§ Requirements
Would you copy out, character for character, the lines of the records below from the one containing "Please examine the photo above and find the beige" through the one containing "xmin=553 ymin=114 xmax=640 ymax=241", both included?
-- Start --
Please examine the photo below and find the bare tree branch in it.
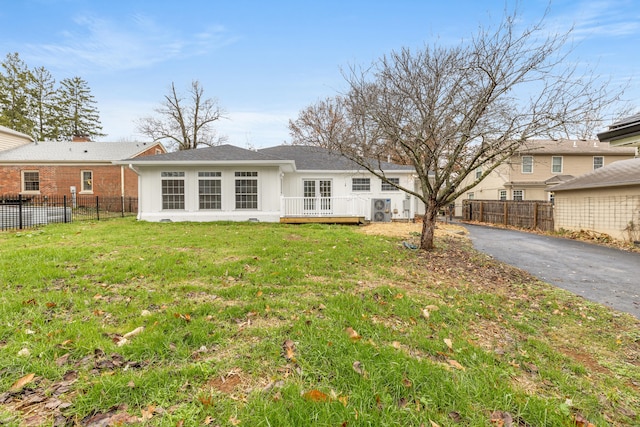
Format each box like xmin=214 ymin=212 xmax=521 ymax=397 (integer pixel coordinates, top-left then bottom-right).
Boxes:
xmin=289 ymin=8 xmax=622 ymax=250
xmin=137 ymin=80 xmax=227 ymax=150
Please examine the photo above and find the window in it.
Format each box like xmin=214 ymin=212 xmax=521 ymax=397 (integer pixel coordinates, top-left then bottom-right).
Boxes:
xmin=198 ymin=172 xmax=222 ymax=209
xmin=382 ymin=178 xmax=400 ymax=191
xmin=160 ymin=172 xmax=184 ymax=209
xmin=593 ymin=156 xmax=604 ymax=170
xmin=235 ymin=172 xmax=258 ymax=209
xmin=351 ymin=178 xmax=371 ymax=191
xmin=80 ymin=171 xmax=93 ymax=193
xmin=522 ymin=156 xmax=533 ymax=173
xmin=22 ymin=171 xmax=40 ymax=192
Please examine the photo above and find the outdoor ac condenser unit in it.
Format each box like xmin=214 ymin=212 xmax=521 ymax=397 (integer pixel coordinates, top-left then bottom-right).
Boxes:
xmin=371 ymin=199 xmax=391 ymax=222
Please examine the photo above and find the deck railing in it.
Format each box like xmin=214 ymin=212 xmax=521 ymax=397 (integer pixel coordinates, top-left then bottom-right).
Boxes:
xmin=282 ymin=196 xmax=371 ymax=217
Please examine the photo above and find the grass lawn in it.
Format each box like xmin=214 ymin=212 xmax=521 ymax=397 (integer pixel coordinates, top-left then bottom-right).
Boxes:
xmin=0 ymin=219 xmax=640 ymax=427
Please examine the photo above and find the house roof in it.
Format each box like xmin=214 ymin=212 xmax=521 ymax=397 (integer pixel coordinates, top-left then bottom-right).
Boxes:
xmin=117 ymin=144 xmax=413 ymax=171
xmin=259 ymin=145 xmax=414 ymax=171
xmin=550 ymin=158 xmax=640 ymax=191
xmin=517 ymin=139 xmax=635 ymax=156
xmin=0 ymin=125 xmax=33 ymax=141
xmin=0 ymin=141 xmax=159 ymax=163
xmin=598 ymin=114 xmax=640 ymax=144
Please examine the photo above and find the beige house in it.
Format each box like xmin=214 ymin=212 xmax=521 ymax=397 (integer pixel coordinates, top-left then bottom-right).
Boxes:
xmin=553 ymin=114 xmax=640 ymax=241
xmin=0 ymin=126 xmax=34 ymax=151
xmin=456 ymin=140 xmax=636 ymax=216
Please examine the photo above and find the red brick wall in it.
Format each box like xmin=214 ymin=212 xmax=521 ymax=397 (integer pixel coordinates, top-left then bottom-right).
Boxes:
xmin=0 ymin=144 xmax=166 ymax=197
xmin=0 ymin=165 xmax=138 ymax=197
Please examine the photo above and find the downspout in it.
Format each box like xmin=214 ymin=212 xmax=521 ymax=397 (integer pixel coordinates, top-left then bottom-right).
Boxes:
xmin=127 ymin=163 xmax=142 ymax=221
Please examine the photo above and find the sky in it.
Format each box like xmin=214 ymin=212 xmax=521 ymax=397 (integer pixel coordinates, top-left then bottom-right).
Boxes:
xmin=0 ymin=0 xmax=640 ymax=148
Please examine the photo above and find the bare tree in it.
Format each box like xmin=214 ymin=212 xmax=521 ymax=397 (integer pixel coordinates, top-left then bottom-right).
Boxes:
xmin=289 ymin=9 xmax=621 ymax=250
xmin=137 ymin=80 xmax=226 ymax=150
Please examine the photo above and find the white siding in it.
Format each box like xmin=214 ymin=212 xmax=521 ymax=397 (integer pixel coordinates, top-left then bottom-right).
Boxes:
-- End --
§ Exercise answer
Please examine the photo above and find the beige house in it.
Format each box like xmin=214 ymin=212 xmax=521 ymax=397 (integer pixel coordinates, top-left then bottom-right).
Boxes:
xmin=553 ymin=114 xmax=640 ymax=241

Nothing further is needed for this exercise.